■ **EXERCISE DETAILS**
Rewrite the records below as a numbered list, starting at the line that contains "lawn is positioned." and ending at the line that contains "[151,144,158,175]", with blank lines omitted. Include only those lines.

-- begin --

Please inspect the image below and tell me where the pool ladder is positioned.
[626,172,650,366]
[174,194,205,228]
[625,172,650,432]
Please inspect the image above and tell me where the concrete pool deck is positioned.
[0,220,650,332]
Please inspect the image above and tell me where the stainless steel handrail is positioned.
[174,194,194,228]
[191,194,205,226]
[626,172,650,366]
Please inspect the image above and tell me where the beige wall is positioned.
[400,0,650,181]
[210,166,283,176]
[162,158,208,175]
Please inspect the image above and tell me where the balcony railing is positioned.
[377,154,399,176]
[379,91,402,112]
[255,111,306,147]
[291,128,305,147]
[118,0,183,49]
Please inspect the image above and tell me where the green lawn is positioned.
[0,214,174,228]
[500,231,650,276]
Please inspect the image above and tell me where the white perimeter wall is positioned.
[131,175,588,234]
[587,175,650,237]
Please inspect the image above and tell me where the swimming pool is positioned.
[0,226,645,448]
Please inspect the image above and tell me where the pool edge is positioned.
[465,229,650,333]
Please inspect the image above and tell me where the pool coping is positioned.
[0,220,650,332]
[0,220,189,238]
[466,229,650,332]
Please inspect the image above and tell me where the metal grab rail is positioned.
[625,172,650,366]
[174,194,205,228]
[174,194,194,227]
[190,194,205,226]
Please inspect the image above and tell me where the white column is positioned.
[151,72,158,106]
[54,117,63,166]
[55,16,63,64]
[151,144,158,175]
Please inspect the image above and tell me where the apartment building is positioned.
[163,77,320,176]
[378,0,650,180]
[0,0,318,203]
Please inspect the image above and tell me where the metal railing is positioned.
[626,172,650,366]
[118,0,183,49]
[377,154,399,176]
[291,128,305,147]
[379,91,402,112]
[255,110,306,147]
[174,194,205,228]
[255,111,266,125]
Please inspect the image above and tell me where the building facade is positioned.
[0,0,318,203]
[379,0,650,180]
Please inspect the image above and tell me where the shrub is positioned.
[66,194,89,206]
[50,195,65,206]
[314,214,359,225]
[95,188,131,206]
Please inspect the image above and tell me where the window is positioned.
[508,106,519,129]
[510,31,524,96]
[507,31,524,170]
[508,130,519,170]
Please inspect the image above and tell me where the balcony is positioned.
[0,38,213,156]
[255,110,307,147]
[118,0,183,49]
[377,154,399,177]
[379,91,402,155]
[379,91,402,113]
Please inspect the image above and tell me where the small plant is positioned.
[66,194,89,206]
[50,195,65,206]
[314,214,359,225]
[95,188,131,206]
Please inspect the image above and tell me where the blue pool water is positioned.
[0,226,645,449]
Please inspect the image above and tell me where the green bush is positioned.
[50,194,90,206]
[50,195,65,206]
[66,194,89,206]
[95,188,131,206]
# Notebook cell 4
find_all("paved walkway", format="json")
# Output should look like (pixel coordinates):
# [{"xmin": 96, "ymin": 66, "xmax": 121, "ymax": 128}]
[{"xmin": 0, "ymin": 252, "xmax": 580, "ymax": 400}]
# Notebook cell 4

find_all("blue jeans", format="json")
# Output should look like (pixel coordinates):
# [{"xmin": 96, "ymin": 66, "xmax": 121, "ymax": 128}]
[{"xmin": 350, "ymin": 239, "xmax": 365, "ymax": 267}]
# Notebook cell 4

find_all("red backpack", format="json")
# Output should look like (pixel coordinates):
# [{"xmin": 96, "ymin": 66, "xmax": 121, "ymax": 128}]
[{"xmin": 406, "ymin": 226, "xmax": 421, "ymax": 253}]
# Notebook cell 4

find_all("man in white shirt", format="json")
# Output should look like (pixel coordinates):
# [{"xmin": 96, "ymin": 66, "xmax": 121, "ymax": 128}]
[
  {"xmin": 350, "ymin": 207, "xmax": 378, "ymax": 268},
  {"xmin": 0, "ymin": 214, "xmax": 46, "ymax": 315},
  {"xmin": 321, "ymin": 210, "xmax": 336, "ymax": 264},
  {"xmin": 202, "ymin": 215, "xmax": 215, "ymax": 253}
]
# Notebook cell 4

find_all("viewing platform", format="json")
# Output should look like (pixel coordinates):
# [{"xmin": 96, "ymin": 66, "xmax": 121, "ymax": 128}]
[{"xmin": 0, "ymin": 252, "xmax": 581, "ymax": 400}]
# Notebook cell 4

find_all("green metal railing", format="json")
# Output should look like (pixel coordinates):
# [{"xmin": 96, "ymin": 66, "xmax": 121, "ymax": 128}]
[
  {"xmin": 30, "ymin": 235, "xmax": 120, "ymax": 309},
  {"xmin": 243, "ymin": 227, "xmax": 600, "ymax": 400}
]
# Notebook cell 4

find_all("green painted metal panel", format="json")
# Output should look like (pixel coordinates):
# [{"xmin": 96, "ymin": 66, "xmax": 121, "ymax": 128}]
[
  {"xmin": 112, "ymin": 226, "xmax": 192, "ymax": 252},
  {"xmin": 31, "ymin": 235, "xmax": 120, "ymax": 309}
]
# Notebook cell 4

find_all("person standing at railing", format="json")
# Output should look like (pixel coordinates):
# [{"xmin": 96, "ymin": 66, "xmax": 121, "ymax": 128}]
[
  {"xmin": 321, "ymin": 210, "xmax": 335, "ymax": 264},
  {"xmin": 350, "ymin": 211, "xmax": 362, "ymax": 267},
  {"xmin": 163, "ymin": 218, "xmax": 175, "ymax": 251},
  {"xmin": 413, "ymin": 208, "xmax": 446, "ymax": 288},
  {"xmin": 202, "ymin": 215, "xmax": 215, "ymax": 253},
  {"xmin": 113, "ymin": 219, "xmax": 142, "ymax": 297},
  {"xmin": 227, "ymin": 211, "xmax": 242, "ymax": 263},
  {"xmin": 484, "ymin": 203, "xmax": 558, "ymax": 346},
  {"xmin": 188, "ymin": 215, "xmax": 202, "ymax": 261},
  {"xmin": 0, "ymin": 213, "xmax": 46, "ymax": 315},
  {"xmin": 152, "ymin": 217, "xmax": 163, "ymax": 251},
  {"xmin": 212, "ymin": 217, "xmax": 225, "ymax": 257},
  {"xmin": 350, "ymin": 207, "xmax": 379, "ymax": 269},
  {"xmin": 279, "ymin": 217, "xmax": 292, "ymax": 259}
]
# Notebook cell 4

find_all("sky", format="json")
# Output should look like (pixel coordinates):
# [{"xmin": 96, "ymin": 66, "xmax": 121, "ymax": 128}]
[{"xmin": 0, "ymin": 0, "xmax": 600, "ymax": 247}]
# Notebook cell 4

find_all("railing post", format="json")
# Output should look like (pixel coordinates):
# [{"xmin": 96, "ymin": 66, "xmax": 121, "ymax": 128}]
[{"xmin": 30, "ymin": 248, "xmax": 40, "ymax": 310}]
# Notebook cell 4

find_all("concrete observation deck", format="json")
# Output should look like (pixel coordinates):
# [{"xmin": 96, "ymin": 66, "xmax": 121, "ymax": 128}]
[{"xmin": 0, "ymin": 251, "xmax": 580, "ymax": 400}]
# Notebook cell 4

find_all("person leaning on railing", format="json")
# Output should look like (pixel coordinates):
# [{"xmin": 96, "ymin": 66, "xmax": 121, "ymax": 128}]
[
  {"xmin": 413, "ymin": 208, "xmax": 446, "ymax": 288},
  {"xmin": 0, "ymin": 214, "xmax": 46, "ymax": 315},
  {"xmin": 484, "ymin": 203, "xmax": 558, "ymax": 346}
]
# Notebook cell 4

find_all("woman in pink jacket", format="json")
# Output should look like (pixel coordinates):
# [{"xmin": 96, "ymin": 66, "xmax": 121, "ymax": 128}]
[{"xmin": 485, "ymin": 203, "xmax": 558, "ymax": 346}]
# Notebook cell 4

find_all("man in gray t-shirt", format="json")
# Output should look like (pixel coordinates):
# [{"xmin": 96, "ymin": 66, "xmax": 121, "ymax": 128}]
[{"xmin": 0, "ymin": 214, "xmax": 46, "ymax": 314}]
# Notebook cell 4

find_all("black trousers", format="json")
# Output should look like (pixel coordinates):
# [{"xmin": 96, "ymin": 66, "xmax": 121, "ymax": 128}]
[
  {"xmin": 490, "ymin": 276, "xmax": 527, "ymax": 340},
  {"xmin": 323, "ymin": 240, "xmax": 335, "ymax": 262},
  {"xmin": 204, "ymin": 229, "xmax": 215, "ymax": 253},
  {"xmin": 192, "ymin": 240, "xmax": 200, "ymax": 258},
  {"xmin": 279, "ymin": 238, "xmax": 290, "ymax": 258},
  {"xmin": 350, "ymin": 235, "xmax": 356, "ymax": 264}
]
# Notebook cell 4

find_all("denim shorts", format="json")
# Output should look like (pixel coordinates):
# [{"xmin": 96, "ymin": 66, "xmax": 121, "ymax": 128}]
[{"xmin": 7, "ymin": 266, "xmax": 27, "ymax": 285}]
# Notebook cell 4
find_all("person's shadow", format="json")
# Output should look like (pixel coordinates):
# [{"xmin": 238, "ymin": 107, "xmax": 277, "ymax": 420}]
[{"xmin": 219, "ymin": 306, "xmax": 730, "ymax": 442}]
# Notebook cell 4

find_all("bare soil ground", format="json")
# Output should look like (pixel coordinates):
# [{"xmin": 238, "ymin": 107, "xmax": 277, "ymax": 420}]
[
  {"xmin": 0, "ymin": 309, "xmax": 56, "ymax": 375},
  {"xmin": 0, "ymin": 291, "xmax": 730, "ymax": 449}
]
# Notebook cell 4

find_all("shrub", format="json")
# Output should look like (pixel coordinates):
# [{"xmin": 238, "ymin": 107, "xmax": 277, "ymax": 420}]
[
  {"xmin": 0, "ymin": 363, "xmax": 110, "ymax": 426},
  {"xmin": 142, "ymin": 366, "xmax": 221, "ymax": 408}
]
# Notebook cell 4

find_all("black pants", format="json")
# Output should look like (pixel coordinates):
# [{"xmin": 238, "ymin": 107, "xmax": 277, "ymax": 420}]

-- end --

■ **RESPONSE FOR THIS EXERCISE**
1. Please inspect the image above and tell me where the green lawn is positioned.
2. [0,214,174,228]
3. [500,231,650,276]
4. Please inspect the image above and tell me where the white perimeter wall is positioned.
5. [131,175,588,234]
6. [587,175,650,237]
7. Please inspect the image above and tell me where the swimming pool is positioned.
8. [0,226,645,448]
9. Please inspect the image above and tell me where the pool edge is positioned.
10. [465,229,650,333]
11. Please inspect the image above and tell me where the pool coping is positioned.
12. [0,220,650,332]
13. [0,220,189,238]
14. [466,229,650,332]
15. Please inspect the image above and tell me where the metal grab rail is positioned.
16. [625,172,650,366]
17. [174,194,205,228]
18. [174,194,194,227]
19. [190,194,205,226]
20. Please inspect the image above and tell me where the white column is positioned.
21. [151,72,158,106]
22. [54,117,63,166]
23. [55,16,63,64]
24. [151,144,158,175]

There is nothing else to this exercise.